Supplied text:
:::
There is a local rental store near me, seems to still be quite busy in the evenings.
Its game rentals and bluray, some dvd but not much.

There's nothing left in my area to rent from except Red Box, and you can borrow for free from the libraries if you're a county resident and have a membership card, but the selection is limited and all of their discs are really scratched up.

rein-o wrote:
gypsy wrote:
The library here has a massive selection and yeah it's all free. Of course there will be a wait on popular new movies.

For pay rentals there is redbox, but that's basically it in terms of things that are reasonably wide spread.


That's pretty much all we have in the states that I know of unless you are in a more populated area and there is a small video rental
store.

But with all this covid stuff the Libraries are opening very slowly and I doubt we can get much anymore until they open fully.
Also this may be a death blow to the physical media for covid, no new stuff coming out and all streaming since
they make more money.
:::
Items from a data source:

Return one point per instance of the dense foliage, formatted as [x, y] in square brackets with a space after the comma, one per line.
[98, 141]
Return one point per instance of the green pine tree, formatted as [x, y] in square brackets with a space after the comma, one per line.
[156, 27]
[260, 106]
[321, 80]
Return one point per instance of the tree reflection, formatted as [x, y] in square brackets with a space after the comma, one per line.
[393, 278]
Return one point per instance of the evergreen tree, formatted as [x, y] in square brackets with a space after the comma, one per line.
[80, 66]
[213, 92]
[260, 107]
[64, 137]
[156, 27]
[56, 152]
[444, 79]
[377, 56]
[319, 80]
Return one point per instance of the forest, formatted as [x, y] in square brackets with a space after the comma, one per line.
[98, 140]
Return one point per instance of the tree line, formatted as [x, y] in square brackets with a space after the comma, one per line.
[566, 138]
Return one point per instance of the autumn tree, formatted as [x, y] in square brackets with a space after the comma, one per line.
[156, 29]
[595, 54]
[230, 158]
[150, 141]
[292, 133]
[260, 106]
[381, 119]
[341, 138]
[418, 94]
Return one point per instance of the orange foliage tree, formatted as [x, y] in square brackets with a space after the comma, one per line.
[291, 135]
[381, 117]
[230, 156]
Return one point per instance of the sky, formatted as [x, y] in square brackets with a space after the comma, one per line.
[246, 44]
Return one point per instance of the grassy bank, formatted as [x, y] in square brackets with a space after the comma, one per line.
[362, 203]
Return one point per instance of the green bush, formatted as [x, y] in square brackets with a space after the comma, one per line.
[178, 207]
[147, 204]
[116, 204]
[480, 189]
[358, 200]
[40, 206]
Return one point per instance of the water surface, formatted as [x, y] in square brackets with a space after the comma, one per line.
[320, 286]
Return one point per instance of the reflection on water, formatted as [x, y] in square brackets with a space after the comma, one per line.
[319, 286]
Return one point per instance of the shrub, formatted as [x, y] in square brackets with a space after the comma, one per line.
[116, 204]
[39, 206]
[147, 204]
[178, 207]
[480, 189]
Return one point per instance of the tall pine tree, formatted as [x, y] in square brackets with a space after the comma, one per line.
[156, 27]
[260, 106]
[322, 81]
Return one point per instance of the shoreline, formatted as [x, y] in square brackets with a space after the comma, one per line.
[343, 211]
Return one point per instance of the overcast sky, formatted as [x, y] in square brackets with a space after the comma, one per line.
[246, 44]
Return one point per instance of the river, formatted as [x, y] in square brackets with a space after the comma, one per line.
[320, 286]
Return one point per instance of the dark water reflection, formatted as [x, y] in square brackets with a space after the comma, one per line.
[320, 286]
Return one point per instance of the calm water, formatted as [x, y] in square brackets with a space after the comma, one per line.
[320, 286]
:::
Exercise tasks:
a) According to the forum text, what does the local rental store mainly offer?
b) Decide whether each statement agrees with the forum text, answering yes or no and quoting the words that decide it: (i) The local rental store is quiet in the evenings. (ii) Free library borrowing requires being a county resident with a membership card. (iii) Popular new movies at the library may involve a wait.
c) Echo the stretch of the forum text from "There's nothing left" through "reasonably wide spread.", word for word.

Numbered responses:
a) Game rentals and Blu-ray, with some DVDs but not many.

b)
(i) No: "seems to still be quite busy in the evenings."
(ii) Yes: "you can borrow for free from the libraries if you're a county resident and have a membership card"
(iii) Yes: "Of course there will be a wait on popular new movies."

c)
There's nothing left in my area to rent from except Red Box, and you can borrow for free from the libraries if you're a county resident and have a membership card, but the selection is limited and all of their discs are really scratched up.

rein-o wrote:
gypsy wrote:
The library here has a massive selection and yeah it's all free. Of course there will be a wait on popular new movies.

For pay rentals there is redbox, but that's basically it in terms of things that are reasonably wide spread.